▶ SOURCE PASSAGE
★ ★ ★ ★

The basic policy was decided by the Cabinet decision of 20 June 1947 entitled "Outline of the New Japan Construction National Movement" (新日本建設国民運動要領).

Tatsuo Morito, Minister of Education, is cited as a promoter of the Outline.

The Outline contained phrases that strongly called for the elevation of the national spirit and culture and for self-enlightenment, such as "a vigorous new spirit filled with positive will and passion aimed at the reconstruction of the fatherland," "a sense of responsibility for self-reliance and self-help and a spirit of mutual aid and fraternity," "a readiness to overcome the hardships of daily life," and "a correctly bright and vigorous cultural Japan of tomorrow."

The Outline called for the development of a "New Life National Movement" to achieve seven goals: "heightening of the will to work," "demonstration of fraternity and cooperation," "cultivation of a spirit of independence," "realization of social justice," "establishment of rational and democratic living customs," "emphasis on art, religion, and sports," and "promotion of the peace movement."

Based on the Outline, books such as The Path to the Construction of a New Japan (edited by the Social Education Federation, now the All-Japan Social Education Federation; published by the Printing Bureau, 1948) were also issued. Chapter 1 was titled "The Present State of Our Country's Economy," and the subsequent chapters were organized according to the seven goals. "Heightening of the will to work" was written by Iwao Ayusawa (last prewar director of the Tokyo Branch of the International Labour Organization and first postwar secretary-general of the Central Labor Relations Commission), "Demonstration of fraternity and cooperation" by the educator Junzō Sasamori, "Cultivation of a spirit of independence" by the economist Seiichirō Takahashi, "Realization of social justice" by Tatsuo Morito, "Establishment of rational and democratic living customs" by the women's movement activist Mumeo Oku, "Emphasis on art, religion, and sports" by the writer Itaru Nii, and "Promotion of the peace movement" by Toyohiko Kagawa, who had begun the New Japan Construction Christian Movement in 1946.

★ ★ ★ ★

▶ DATA EXCERPTS
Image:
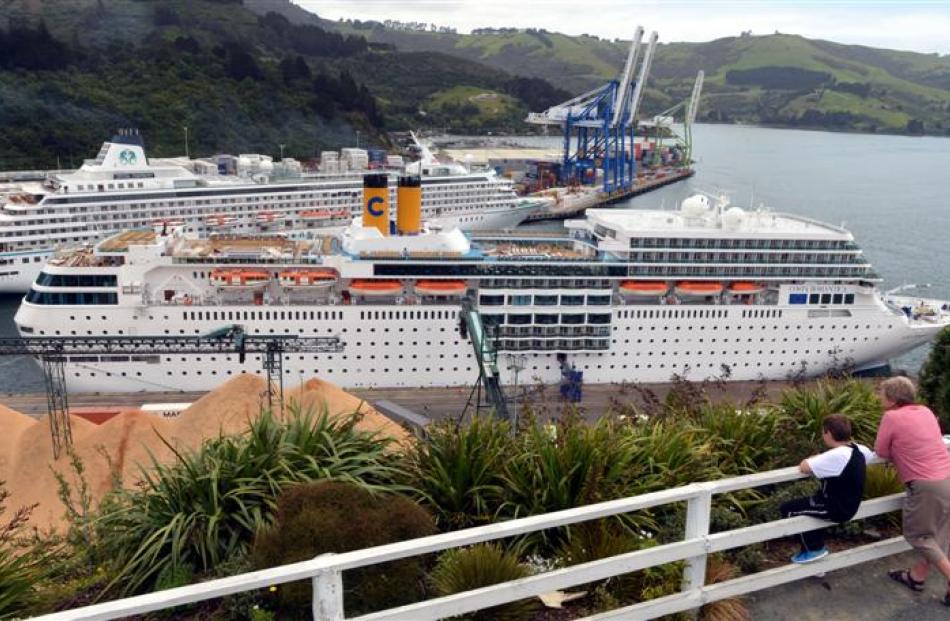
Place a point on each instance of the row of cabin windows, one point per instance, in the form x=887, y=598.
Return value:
x=821, y=298
x=72, y=280
x=686, y=313
x=79, y=298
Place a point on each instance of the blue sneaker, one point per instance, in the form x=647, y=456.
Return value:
x=808, y=556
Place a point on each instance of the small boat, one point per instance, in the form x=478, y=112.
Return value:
x=650, y=288
x=307, y=278
x=440, y=287
x=239, y=278
x=375, y=287
x=745, y=288
x=700, y=288
x=318, y=214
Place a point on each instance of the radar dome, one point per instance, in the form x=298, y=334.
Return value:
x=732, y=218
x=695, y=206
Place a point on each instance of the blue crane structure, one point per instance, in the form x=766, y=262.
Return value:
x=599, y=125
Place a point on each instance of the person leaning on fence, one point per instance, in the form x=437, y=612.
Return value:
x=841, y=470
x=909, y=436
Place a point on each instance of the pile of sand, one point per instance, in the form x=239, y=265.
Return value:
x=131, y=438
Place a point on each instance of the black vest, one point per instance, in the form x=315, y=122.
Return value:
x=842, y=494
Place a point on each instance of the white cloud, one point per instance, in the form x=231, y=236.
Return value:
x=920, y=25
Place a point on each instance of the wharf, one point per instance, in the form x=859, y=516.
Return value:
x=433, y=403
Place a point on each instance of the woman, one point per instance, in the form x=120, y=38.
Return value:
x=910, y=437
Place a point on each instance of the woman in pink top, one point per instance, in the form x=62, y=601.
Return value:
x=910, y=437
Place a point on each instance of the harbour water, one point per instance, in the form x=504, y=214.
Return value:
x=890, y=191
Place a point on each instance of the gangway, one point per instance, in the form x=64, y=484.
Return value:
x=599, y=125
x=54, y=352
x=471, y=325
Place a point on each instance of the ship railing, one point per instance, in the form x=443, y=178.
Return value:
x=694, y=546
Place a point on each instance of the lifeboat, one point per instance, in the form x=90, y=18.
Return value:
x=318, y=214
x=643, y=288
x=440, y=287
x=687, y=289
x=239, y=278
x=307, y=278
x=375, y=287
x=745, y=288
x=220, y=220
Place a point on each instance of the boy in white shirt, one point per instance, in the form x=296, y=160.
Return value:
x=841, y=470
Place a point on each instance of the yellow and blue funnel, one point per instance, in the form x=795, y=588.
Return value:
x=376, y=202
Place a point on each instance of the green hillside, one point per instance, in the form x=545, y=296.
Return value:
x=72, y=71
x=781, y=80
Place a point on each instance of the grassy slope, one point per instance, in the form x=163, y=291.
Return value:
x=904, y=85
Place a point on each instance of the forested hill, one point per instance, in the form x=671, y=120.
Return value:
x=782, y=80
x=72, y=71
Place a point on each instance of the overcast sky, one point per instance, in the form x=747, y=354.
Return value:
x=918, y=25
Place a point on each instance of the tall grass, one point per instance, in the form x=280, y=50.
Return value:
x=206, y=507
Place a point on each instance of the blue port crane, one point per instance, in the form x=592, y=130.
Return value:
x=599, y=125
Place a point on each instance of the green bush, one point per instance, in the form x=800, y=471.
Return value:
x=805, y=407
x=331, y=516
x=458, y=472
x=207, y=506
x=482, y=565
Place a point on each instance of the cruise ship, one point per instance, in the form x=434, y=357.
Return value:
x=708, y=290
x=121, y=189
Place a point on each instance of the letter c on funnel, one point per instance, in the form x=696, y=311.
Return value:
x=371, y=206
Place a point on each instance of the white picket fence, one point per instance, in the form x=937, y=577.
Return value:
x=326, y=570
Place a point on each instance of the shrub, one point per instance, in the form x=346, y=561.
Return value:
x=206, y=507
x=458, y=472
x=482, y=565
x=331, y=516
x=805, y=407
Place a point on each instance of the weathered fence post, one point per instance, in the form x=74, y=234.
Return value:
x=698, y=510
x=328, y=594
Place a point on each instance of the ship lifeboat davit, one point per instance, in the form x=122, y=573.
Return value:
x=318, y=214
x=239, y=278
x=307, y=278
x=375, y=287
x=440, y=287
x=745, y=288
x=641, y=288
x=701, y=289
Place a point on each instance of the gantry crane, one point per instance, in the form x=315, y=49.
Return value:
x=662, y=124
x=232, y=339
x=599, y=126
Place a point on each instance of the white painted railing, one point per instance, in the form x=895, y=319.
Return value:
x=326, y=571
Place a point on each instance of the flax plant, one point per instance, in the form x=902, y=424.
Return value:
x=205, y=508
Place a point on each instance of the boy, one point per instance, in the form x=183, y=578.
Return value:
x=841, y=470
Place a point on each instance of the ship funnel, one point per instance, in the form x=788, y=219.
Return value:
x=409, y=205
x=376, y=202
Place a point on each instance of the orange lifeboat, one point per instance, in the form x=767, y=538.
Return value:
x=239, y=278
x=643, y=288
x=318, y=214
x=745, y=288
x=375, y=287
x=687, y=288
x=440, y=287
x=307, y=278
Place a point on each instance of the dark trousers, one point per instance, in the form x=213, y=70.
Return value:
x=813, y=506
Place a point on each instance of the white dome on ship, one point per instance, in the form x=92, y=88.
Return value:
x=733, y=217
x=695, y=206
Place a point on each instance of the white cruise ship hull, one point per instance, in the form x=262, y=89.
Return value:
x=423, y=347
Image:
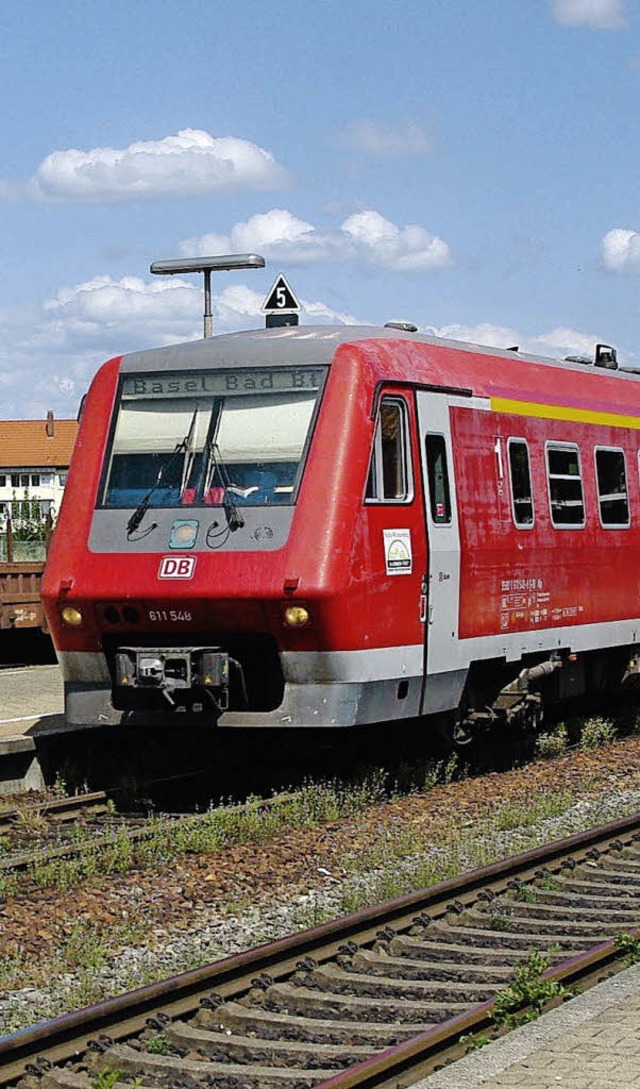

★ ★ ★ ★

Carry the passage on Japan's 1947 New Japan Construction National Movement forward from its final sentence. None of the material is needed here.

== Targets of mobilization ==
Those targeted for mobilization included representatives of various fields, schools, school-related organizations, youth groups, women's associations, labor unions, farmers' unions, various industrial organizations, legal groups, cultural groups, religious organizations, and others. Mobilization of the media—newspapers, magazines, broadcasting, films, theater, music, literature, etc.—was also sought. The Outline urged the holding of National Movement Conferences throughout the country and the development of the "New Life National Movement" adapted to local conditions, with community centers as bases.

Companies and labor unions were called upon to "thoroughly educate workers and promote recreation movements centered on the workplace." There is a view that this later led to corporate interference in family planning.

The Outline also called for the promotion of political education movements based on the Constitution of Japan, with the Constitution Popularization Association as the main body, but this did not bear fruit because the association was dissolved at the end of 1947. On the other hand, local organizations called New Life Movement Promotion Councils were formed in various places, and even after the Katayama Cabinet resigned and the conservative merger took place, the movement continued in some regions and companies as a community-wide or employee-wide effort.